**INSTRUCTIONS FOR THE TASK:** Translate this sentence from the interview excerpt below into Spanish: "Sküll was added this year with the release of CRISIS."

**DOCUMENT SEGMENT:**

# # # #

Your real name is Josh, where does the name SKELLY SKÜLL come from?
Skelly Sküll: I’ve been Skelly for as long as I’ve been pursuing rap seriously, so six years. This guy Jon Bagube and I would chop up lines of Vicodin and talk rap in the back of some class we had in high school. He would insist that I was going to end up rapping and started calling me Skeletor because I’ve always been real thin. It was shortened to Skelly when Apex formed in 08. Sküll was added this year with the release of CRISIS. The “ü” makes Sküll pronounced as “school”, as to imply I’m representing a school of idea and practice. A “movement”. That’s what all the rappers are doing now, right? Movements?
You’re also in the bands Apex Realm and Sound Lupus – what made you decide to put out solo music? and how does playing a solo show differ from a band peformance?

# # # #

**RECORD EXTRACTS:**
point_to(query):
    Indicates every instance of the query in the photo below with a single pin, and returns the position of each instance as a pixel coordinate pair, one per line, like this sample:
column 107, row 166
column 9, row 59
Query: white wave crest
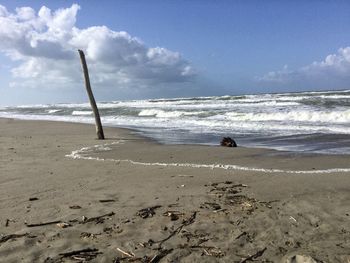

# # # #

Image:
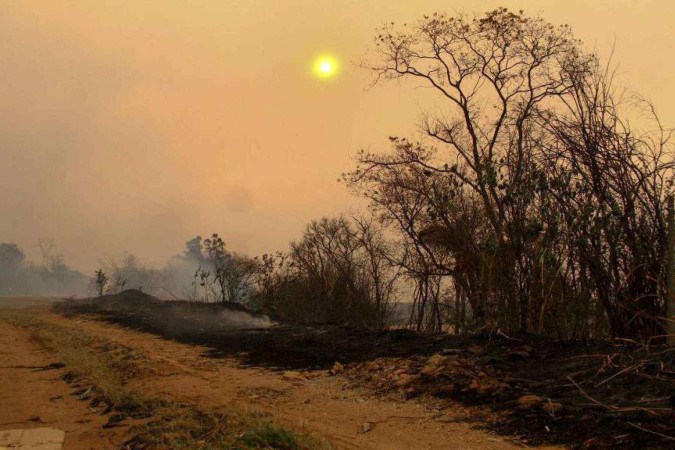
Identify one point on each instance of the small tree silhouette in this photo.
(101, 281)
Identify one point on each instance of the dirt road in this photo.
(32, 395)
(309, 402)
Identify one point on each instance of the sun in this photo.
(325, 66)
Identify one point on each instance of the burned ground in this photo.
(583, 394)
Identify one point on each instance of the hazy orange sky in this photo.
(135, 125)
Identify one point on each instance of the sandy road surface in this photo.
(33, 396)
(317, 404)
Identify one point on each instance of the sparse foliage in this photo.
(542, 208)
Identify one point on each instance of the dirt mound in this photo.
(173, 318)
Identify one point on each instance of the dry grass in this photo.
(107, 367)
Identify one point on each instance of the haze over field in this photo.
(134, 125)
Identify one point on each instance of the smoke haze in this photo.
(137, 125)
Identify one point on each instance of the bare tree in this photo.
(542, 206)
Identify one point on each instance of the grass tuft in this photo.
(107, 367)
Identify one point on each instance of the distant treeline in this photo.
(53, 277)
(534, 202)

# # # #

**THE COMPLETED TASK:** Sküll se añadió este año con el lanzamiento de CRISIS.